◆ **TASK OBJECTIVE**
Render the lines starting at the one containing "The component shall indicate each instance of the teal" and ending at the one containing "The component shall indicate each instance of the pink pants" as a numbered list, leaving out any blank lines.

Location annotation dataset excerpts:
┌────────
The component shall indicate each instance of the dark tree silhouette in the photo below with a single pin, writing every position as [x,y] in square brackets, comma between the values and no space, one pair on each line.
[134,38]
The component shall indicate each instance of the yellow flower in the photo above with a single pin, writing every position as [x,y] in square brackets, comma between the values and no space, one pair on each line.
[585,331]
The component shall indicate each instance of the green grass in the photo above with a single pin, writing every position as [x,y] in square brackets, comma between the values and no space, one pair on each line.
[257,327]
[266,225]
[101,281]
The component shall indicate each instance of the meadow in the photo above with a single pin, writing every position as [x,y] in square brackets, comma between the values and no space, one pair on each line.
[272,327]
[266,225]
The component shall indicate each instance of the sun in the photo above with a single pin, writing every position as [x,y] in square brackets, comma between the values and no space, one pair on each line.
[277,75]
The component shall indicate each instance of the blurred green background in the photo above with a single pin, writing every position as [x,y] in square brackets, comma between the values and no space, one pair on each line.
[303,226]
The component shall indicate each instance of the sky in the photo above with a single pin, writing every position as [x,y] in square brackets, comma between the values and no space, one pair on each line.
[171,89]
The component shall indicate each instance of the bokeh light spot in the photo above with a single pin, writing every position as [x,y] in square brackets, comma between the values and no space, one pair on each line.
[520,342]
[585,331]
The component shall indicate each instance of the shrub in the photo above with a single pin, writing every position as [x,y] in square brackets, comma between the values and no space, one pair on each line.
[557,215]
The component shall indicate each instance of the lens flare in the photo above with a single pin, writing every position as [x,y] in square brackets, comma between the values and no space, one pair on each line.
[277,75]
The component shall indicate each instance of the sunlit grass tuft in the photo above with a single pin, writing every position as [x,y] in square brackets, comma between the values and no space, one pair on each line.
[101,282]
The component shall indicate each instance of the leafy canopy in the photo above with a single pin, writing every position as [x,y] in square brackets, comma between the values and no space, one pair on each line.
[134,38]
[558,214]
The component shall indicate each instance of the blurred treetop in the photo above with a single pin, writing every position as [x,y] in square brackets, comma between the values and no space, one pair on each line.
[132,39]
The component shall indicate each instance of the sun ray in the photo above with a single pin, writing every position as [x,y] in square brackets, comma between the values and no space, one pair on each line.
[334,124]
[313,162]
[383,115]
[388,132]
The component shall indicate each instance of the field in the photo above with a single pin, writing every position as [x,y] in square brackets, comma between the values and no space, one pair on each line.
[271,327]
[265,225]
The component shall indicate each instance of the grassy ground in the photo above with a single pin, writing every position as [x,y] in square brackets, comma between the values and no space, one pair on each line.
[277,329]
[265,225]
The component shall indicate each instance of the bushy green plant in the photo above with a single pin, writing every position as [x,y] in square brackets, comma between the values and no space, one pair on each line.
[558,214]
└────────
┌────────
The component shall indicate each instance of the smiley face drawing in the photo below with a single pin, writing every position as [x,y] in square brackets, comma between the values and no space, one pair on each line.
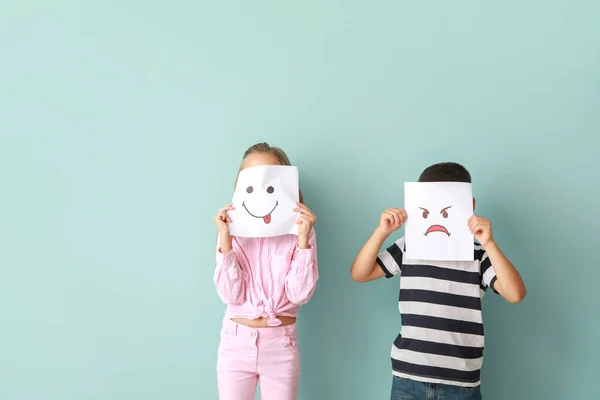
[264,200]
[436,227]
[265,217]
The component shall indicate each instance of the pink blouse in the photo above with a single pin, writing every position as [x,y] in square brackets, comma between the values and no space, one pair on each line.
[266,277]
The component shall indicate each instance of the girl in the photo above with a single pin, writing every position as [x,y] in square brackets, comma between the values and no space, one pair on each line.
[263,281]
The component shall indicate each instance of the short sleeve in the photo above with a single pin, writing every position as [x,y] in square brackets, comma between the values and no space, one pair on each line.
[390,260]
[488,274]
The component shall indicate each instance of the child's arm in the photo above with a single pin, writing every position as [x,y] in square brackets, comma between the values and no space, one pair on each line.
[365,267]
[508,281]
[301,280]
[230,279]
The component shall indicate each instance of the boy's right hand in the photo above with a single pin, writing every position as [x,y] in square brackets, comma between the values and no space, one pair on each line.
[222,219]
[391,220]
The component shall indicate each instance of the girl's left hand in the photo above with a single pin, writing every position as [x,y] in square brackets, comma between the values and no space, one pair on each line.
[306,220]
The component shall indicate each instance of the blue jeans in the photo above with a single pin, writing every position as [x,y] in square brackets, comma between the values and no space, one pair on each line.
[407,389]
└────────
┌────────
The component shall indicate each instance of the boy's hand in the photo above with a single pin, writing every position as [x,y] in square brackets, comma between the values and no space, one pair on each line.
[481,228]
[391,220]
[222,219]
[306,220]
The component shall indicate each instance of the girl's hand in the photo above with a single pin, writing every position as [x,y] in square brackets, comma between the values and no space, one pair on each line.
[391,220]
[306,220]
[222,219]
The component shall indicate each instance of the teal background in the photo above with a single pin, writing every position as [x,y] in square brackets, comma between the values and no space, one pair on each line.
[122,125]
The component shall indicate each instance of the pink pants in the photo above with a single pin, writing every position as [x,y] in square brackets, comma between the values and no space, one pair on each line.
└────────
◆ **SOLUTION FOR THIS TASK**
1. The component shall indicate each instance of the teal background in the photo above with a single pin, writing every position as [x,y] in square brackets, comma between the values and no space, one pair on each line.
2. [122,125]
3. The component shall indicate each instance of the pink pants in the photo above with a single pin, writing every position as [x,y] in square brackets, comma between the values and no space, one pair on each line.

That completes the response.